▸ Material for this task
"""
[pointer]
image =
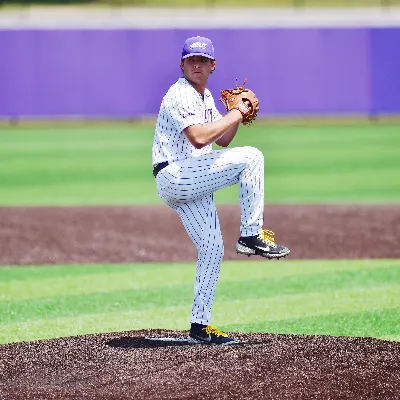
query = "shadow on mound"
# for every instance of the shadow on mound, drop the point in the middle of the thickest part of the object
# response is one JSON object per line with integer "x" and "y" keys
"""
▸ What is expected
Return only the number of lines above in which the string "object" occurs.

▸ Response
2